Extract provided Block Start

A regular survey of experts on matters relating to Middle Eastern and North African politics and security.

Published on January 7, 2021

Michele Dunne | Director of and senior fellow in the Carnegie Middle East Program

One of the issues that will absorb my attention in 2021 is the best way for the United States to diminish its military involvement in the Middle East without sacrificing crucial national security interests. President-elect Joe Biden, like presidents Donald Trump and Barack Obama before him, will want to bring down the human and financial costs of involvement in a region of declining strategic importance in order to pivot to other domestic and global interests.

Some are arguing that the U.S. should sell or give massive amounts of sophisticated arms to allies in the Middle East—for example through the proposed sale of F-35 fighter aircraft to the United Arab Emirates—with the idea that once allies can protect themselves, the region will stabilize and the U.S. can withdraw. But is that really the case? What have allies done with the weapons that Washington (by far the largest purveyor of arms to the Middle East) has given or sold to them so far? How have those arms affected the trajectory of regional conflicts as well as the political stability and economic development of countries? The Biden administration will inherit a set of highly securitized relationships in the Middle East, but will have a chance to consider whether doubling down on that approach is the way to go.

Extract provided Block End

[Required action 1]: Please write out the passage on U.S. military involvement in the Middle East from "A regular survey" to "and global interests.".
[Required action 2]:
Answer these questions from the passage on U.S. military involvement in the Middle East:
(a) On what date was it published?
(b) What position does Michele Dunne hold?
(c) What sale to the United Arab Emirates does it give as an example?
[Required action 3]: Carry on the passage on U.S. military involvement in the Middle East, beginning after its final sentence.

Data listing Block Start

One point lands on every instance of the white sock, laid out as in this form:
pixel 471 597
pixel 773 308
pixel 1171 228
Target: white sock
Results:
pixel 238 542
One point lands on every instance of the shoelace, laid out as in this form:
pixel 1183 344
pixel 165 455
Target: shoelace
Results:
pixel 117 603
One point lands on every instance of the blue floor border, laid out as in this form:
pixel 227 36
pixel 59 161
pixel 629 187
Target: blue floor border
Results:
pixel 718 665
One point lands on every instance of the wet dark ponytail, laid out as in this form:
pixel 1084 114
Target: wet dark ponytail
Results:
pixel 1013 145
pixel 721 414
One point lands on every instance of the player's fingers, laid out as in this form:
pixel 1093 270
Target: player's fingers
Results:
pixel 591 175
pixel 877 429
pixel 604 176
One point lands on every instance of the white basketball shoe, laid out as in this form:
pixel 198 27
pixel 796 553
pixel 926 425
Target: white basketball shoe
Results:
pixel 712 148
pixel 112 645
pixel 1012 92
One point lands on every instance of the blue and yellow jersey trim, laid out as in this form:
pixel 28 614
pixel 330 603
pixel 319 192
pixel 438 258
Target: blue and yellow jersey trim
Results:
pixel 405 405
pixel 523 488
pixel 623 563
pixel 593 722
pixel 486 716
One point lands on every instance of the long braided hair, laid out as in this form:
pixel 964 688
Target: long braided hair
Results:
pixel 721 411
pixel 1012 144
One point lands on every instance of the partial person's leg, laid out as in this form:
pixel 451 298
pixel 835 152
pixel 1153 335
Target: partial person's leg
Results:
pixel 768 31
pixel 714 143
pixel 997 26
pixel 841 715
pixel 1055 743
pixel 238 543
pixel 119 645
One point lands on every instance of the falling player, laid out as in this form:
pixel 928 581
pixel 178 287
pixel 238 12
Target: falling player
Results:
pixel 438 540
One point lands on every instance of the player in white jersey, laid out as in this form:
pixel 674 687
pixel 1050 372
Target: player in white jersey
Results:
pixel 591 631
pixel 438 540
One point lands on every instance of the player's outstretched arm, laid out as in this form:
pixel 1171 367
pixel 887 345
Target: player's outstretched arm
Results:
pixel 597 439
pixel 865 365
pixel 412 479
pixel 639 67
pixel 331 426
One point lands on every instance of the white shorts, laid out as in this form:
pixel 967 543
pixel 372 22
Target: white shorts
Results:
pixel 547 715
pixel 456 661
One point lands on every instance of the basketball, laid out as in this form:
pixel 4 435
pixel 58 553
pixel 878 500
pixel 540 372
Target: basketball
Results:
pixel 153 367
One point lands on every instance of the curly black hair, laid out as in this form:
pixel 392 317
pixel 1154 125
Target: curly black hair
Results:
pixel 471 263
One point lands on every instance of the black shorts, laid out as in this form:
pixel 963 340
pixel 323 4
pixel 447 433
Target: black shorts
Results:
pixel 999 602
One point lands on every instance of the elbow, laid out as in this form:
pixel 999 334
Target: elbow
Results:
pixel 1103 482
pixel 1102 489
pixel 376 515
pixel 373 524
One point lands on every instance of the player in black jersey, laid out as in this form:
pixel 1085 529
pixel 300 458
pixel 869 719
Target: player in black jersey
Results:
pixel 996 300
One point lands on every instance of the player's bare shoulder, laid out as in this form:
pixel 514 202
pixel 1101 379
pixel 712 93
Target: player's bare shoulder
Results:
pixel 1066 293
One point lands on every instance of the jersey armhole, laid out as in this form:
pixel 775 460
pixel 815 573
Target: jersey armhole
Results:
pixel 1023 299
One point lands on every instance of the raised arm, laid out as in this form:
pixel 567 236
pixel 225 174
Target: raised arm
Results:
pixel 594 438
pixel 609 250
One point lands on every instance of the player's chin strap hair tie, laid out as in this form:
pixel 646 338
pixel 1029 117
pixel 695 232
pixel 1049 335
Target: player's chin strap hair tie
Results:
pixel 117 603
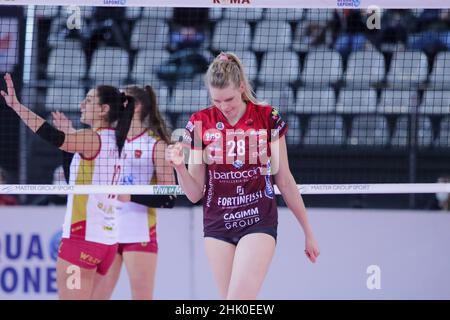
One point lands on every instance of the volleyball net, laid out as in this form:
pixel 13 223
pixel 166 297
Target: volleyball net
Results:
pixel 364 91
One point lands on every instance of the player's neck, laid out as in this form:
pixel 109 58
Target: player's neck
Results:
pixel 239 115
pixel 136 128
pixel 100 124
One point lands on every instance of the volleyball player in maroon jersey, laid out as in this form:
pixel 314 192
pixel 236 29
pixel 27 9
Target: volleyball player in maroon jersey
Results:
pixel 237 149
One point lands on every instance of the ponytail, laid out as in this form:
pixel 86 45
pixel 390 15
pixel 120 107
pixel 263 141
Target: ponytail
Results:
pixel 150 115
pixel 228 69
pixel 156 121
pixel 124 121
pixel 121 111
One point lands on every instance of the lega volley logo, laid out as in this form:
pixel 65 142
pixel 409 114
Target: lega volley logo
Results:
pixel 228 2
pixel 115 2
pixel 349 3
pixel 54 245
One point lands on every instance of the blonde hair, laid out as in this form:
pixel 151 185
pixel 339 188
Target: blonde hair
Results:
pixel 227 69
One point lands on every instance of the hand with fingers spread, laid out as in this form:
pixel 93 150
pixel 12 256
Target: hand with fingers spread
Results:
pixel 175 155
pixel 311 248
pixel 10 94
pixel 124 197
pixel 61 122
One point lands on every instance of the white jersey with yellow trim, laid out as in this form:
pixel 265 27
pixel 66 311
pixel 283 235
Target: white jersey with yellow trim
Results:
pixel 94 217
pixel 135 220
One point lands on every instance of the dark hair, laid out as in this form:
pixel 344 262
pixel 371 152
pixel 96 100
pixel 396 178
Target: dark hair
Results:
pixel 150 115
pixel 121 109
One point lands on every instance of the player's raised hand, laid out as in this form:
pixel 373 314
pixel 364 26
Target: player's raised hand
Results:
pixel 10 94
pixel 61 122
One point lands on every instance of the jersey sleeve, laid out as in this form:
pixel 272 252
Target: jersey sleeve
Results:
pixel 277 125
pixel 192 137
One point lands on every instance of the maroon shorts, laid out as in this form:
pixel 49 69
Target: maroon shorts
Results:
pixel 150 246
pixel 87 254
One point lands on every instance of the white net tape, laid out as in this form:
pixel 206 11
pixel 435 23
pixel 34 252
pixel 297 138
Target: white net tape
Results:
pixel 382 188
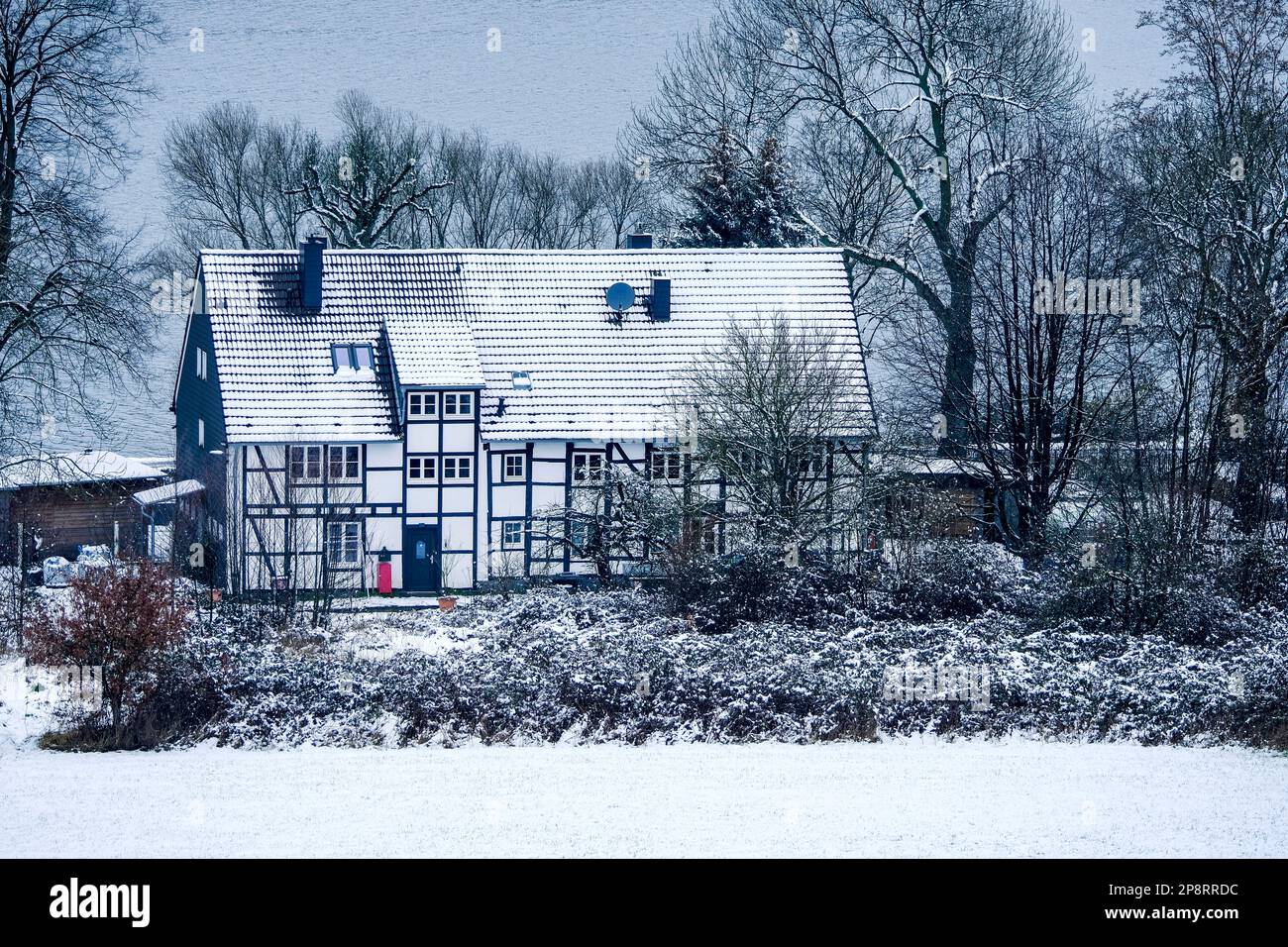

Data listing Block End

[Exercise answer 1]:
A regular survey of experts on matters relating to Middle Eastern and North African politics and security.

Published on January 7, 2021

Michele Dunne | Director of and senior fellow in the Carnegie Middle East Program

One of the issues that will absorb my attention in 2021 is the best way for the United States to diminish its military involvement in the Middle East without sacrificing crucial national security interests. President-elect Joe Biden, like presidents Donald Trump and Barack Obama before him, will want to bring down the human and financial costs of involvement in a region of declining strategic importance in order to pivot to other domestic and global interests.

[Exercise answer 2]:
(a) January 7, 2021
(b) Director of and senior fellow in the Carnegie Middle East Program
(c) The proposed sale of F-35 fighter aircraft

[Exercise answer 3]:
 

H. A. Hellyer | Nonresident scholar in the Carnegie Middle East Program

I’ll be looking for four things in particular in 2021.

A decade on from 2011, when Arab revolutionary uprisings occurred in Arab states, after the first one in Tunisia in late 2010, I’ll be looking to see if any upheavals, not on the level of uprisings, take place. Legitimate grievances exist in plentiful supply and as such it is important to assume that there will be understandable reactions.

The second relates to the post-Abraham Accords era. Once President Donald Trump has left the White House, the accords will cease to have new recruits. On the other hand, the Palestine question will remain. How will the Biden administration engage on the issue? What might take place that invites, or discourages, such engagement?

The third “event” relates to unpredictable happenings that will show if the region is taking seriously the end of the more permissive atmosphere the Trump administration engendered by ignoring international law. The jury is out on whether or not a Biden administration will take steps to hit a reset button on that front, but we will probably see a number of situations that will test that.

Finally, I’ll be looking at the two main power axes of the Saudi-Emirati-Egyptian alliance and the Turkish-Qatari partnership. Some events over the last few years have brought elements of these coalitions together. However, the news this week of a reconciliation among the Gulf Cooperation Council states may bring new configurations in that regard, even if underlying tensions will remain. I will be watching closely to see how regional geopolitics develop.


 

David Linfield | Visiting scholar in the Carnegie Middle East Program

As Covid-19 spread throughout the world last year, it also displaced attention from preexisting political and economic problems. This was particularly apparent in the Middle East, where a series of protest movements that had emerged in 2018 and 2019 temporarily subsided as focus turned to the pandemic.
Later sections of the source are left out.